▶ Problem details: Select every line of the listing below that contains the word "outline" and copy those lines.

Excerpts from annotation records:
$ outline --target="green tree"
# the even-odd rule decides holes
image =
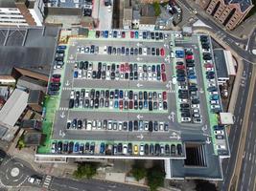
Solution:
[[[91,179],[97,174],[97,165],[95,163],[79,163],[78,169],[73,173],[76,179]]]
[[[147,173],[148,185],[151,191],[155,191],[157,187],[164,184],[165,172],[159,166],[154,166],[148,170]]]
[[[147,170],[142,165],[134,164],[130,171],[131,175],[138,181],[147,176]]]
[[[154,3],[152,4],[152,6],[153,6],[153,9],[154,9],[154,15],[155,15],[155,16],[159,16],[159,15],[161,14],[160,4],[154,2]]]

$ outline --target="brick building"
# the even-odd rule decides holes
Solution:
[[[196,2],[228,30],[235,29],[253,7],[251,0],[196,0]]]
[[[0,0],[0,26],[42,26],[43,0]]]

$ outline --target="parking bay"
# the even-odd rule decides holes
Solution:
[[[75,43],[77,46],[86,46],[95,44],[97,46],[105,46],[105,41],[99,40],[78,40]],[[107,41],[107,46],[117,46],[117,47],[158,47],[163,48],[163,42],[143,42],[138,43],[136,41]],[[145,56],[145,55],[108,55],[108,54],[83,54],[77,53],[77,46],[71,46],[69,48],[68,57],[70,55],[75,55],[76,60],[88,60],[88,61],[109,61],[115,63],[121,62],[129,62],[129,63],[166,63],[166,73],[167,73],[167,81],[166,82],[149,82],[149,81],[129,81],[129,80],[92,80],[92,79],[73,79],[73,63],[68,63],[66,65],[64,83],[69,82],[67,89],[62,89],[61,100],[59,108],[68,108],[68,99],[70,96],[70,92],[72,89],[76,88],[104,88],[104,89],[137,89],[143,91],[149,90],[159,90],[159,91],[169,91],[167,84],[170,83],[173,72],[172,72],[172,62],[171,64],[164,60],[162,56]],[[168,49],[165,49],[166,53],[169,52]],[[138,59],[140,58],[140,59]],[[139,60],[139,61],[138,61]],[[141,87],[138,87],[138,83]],[[64,85],[64,84],[63,84]],[[65,85],[64,85],[65,86]],[[55,120],[54,127],[54,137],[53,138],[57,139],[98,139],[98,140],[130,140],[130,141],[164,141],[164,140],[176,140],[175,138],[172,137],[173,132],[179,132],[182,128],[182,125],[177,123],[175,119],[174,122],[170,120],[170,114],[175,113],[176,111],[176,100],[175,93],[169,91],[168,93],[168,112],[167,113],[140,113],[143,117],[143,120],[157,120],[157,121],[166,121],[169,123],[170,132],[105,132],[105,131],[81,131],[81,130],[71,130],[65,131],[67,119],[76,117],[78,118],[90,118],[90,119],[116,119],[116,120],[134,120],[137,119],[138,113],[128,113],[128,112],[99,112],[94,111],[58,111]],[[62,115],[63,114],[63,115]],[[62,117],[60,117],[62,116]],[[63,117],[64,116],[64,117]],[[189,126],[186,124],[186,126]],[[193,125],[192,125],[193,126]],[[59,130],[65,131],[65,137],[63,138],[59,134]],[[172,131],[173,130],[173,131]],[[143,138],[141,138],[143,135]]]

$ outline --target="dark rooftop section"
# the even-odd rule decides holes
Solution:
[[[213,52],[218,77],[228,77],[223,50],[215,49]]]
[[[43,101],[43,94],[39,90],[31,90],[28,99],[28,104],[41,103]]]
[[[37,146],[42,142],[43,138],[43,134],[39,132],[32,131],[24,135],[24,142],[27,146]]]
[[[49,74],[58,32],[53,27],[0,28],[0,74],[11,74],[13,67]]]
[[[252,6],[251,0],[230,0],[229,3],[238,3],[242,12],[245,11],[250,6]]]
[[[0,0],[0,8],[16,8],[14,0]]]
[[[171,159],[171,178],[221,180],[222,171],[219,156],[213,155],[214,151],[211,144],[204,144],[204,147],[206,147],[204,151],[205,156],[207,156],[205,166],[186,166],[182,159]]]

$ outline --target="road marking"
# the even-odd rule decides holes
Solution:
[[[79,188],[73,187],[73,186],[68,186],[71,189],[78,190]]]

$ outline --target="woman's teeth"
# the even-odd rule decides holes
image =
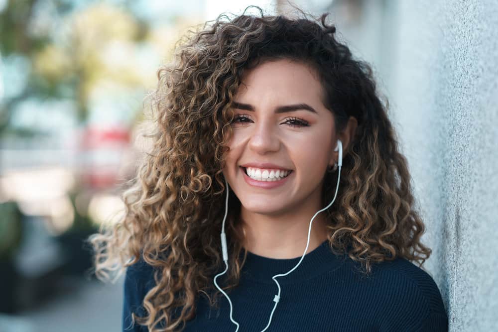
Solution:
[[[292,171],[280,169],[264,169],[247,167],[246,173],[251,179],[260,181],[277,181],[287,176]]]

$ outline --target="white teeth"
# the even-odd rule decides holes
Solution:
[[[290,171],[283,170],[262,170],[259,168],[247,167],[246,173],[249,177],[260,181],[275,181],[287,176]]]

▶ Reply to the task:
$ outline --target="green tree"
$ outline --target="brick building"
$ outline --target="parking bay"
$ outline --target="dark rooftop section"
$ outline --target="road marking"
$ outline --target="woman's teeth"
$ outline --target="white teeth"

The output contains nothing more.